> [EXERCISE AIM] Where does the word "window" appear in the data? Copy every line that holds it.

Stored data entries
=====

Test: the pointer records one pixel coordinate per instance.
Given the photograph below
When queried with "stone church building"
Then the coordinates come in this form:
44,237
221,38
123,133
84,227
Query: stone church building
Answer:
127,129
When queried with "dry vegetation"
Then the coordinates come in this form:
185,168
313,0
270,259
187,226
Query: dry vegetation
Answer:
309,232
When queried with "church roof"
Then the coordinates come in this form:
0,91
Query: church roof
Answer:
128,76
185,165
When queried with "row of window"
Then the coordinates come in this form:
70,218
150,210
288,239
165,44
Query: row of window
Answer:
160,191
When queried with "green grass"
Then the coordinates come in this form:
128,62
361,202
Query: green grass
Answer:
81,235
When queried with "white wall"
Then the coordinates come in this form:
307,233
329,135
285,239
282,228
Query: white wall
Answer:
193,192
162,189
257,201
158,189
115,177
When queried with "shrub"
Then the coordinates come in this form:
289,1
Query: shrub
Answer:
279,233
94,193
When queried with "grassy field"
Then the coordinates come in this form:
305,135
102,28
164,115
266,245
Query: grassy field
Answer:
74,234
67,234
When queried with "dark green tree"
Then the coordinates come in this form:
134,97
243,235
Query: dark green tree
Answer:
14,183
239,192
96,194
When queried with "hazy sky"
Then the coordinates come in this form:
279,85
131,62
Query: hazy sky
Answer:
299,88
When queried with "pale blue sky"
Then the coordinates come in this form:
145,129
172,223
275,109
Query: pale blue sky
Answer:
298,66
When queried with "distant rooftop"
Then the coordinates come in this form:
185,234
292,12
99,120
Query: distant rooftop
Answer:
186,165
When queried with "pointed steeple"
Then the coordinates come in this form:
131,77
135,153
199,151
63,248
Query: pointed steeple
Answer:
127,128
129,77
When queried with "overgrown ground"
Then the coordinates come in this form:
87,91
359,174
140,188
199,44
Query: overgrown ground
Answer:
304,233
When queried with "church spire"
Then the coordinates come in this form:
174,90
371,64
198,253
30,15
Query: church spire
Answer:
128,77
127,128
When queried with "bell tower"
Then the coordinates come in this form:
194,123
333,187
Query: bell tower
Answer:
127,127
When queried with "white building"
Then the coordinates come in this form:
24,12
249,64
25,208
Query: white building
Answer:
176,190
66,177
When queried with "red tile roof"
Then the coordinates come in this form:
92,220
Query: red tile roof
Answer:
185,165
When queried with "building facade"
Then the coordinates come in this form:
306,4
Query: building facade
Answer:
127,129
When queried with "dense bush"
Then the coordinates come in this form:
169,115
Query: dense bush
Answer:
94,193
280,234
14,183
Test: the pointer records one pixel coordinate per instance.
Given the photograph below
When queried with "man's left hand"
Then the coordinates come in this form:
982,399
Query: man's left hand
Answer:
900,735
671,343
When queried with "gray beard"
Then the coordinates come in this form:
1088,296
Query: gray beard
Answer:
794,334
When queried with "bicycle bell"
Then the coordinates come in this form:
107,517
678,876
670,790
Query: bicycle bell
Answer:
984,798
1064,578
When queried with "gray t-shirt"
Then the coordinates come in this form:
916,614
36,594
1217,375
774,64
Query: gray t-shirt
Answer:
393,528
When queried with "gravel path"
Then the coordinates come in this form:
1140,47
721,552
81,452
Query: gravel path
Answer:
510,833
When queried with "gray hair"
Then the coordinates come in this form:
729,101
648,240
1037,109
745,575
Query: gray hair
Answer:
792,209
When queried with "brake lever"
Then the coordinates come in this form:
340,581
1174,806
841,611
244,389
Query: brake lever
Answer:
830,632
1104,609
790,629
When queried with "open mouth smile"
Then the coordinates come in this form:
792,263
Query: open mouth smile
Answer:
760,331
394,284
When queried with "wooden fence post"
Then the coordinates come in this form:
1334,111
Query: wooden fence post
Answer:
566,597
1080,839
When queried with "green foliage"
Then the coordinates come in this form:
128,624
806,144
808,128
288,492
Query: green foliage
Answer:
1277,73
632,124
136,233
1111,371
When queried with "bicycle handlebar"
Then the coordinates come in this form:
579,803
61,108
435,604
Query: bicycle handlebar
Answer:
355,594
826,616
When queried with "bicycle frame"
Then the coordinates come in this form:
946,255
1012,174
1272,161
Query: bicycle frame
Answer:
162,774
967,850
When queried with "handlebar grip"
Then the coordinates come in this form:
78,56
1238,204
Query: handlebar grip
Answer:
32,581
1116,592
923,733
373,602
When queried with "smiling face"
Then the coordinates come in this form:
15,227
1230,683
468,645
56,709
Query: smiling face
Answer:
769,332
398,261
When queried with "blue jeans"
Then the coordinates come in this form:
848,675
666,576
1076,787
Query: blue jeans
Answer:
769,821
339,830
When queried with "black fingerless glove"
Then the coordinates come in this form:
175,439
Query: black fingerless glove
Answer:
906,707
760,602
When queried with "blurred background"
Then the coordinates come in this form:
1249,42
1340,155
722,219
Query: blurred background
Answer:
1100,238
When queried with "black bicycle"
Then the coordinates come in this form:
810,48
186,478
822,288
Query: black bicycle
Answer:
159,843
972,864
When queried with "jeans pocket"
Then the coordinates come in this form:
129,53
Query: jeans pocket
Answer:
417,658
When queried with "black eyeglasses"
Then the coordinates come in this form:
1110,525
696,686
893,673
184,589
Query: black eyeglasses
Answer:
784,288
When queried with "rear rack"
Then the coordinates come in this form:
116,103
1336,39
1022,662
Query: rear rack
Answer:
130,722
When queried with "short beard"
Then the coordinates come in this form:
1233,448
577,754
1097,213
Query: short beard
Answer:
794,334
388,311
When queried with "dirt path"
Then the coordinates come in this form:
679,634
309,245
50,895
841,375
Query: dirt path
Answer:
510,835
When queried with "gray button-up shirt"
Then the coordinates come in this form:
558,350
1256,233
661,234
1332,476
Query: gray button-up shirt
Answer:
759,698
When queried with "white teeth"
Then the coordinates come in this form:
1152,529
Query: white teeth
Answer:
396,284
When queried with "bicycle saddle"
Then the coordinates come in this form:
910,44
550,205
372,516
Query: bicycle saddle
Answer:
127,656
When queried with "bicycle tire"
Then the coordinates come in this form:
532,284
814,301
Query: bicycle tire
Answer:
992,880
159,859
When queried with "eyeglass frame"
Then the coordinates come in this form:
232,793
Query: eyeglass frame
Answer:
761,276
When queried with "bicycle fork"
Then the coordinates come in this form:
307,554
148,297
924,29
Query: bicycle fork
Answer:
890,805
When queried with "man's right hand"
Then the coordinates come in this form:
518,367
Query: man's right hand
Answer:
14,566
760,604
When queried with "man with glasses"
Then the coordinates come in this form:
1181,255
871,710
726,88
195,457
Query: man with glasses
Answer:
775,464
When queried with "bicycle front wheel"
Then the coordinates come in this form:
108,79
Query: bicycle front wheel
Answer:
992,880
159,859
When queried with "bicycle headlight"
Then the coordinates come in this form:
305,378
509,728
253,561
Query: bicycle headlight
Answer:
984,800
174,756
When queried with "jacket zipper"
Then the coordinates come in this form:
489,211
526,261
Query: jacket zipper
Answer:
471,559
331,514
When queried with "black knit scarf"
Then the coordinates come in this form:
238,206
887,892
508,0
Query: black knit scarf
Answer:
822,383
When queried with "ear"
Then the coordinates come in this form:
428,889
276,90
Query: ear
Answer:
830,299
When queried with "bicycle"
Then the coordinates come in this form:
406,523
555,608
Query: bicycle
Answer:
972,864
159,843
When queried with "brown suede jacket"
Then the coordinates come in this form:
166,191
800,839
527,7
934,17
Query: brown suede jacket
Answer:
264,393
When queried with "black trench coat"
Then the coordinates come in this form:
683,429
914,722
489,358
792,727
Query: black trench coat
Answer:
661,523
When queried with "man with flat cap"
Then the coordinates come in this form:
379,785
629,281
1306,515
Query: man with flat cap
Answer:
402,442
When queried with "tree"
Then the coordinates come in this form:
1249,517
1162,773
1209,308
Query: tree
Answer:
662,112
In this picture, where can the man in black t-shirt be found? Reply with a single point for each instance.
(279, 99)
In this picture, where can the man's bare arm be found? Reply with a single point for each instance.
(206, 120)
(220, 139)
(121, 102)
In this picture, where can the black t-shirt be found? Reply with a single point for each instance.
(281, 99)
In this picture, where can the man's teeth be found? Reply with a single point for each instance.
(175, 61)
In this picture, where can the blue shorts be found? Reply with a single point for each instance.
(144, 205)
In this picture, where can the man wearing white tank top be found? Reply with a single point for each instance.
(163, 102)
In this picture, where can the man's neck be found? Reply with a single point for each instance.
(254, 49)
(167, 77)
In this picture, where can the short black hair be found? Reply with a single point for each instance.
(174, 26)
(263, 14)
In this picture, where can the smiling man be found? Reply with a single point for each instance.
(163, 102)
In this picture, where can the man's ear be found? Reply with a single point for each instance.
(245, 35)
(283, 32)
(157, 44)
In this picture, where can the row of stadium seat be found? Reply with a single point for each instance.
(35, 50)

=====

> [TASK SOLUTION]
When queried with "row of window"
Query: row of window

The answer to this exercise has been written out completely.